*** Input records Section Begins ***
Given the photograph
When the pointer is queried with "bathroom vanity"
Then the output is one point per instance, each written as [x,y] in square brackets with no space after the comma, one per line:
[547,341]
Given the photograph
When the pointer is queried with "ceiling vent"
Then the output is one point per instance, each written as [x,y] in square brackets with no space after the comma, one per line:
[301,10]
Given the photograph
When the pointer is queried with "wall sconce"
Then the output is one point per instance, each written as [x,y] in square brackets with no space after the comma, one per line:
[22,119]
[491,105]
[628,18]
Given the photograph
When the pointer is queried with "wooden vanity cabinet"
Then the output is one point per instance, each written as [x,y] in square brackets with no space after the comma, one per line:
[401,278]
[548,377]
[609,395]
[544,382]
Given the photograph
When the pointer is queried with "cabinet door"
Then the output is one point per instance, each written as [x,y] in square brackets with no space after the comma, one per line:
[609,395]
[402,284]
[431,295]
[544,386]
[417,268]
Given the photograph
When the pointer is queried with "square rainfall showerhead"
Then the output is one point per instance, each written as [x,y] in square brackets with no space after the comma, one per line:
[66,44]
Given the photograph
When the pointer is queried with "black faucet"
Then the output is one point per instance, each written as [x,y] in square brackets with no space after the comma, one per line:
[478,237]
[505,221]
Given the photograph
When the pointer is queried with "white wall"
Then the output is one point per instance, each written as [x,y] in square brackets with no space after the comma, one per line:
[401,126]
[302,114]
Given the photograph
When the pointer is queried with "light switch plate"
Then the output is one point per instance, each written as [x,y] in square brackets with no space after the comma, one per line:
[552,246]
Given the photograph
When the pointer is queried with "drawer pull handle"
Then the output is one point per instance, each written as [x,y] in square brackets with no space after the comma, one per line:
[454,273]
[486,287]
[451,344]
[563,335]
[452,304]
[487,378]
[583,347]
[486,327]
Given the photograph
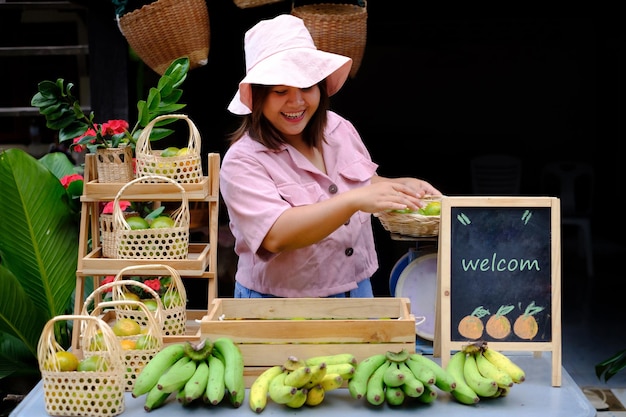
*** Input records Section Ends ***
- **What is expected**
Set aside each line above that includes the string "cabinet" and report it.

- **Exercise output**
When the pointer is queried with "wooden vanity cabinet"
When the pointer is queried with "cabinet door"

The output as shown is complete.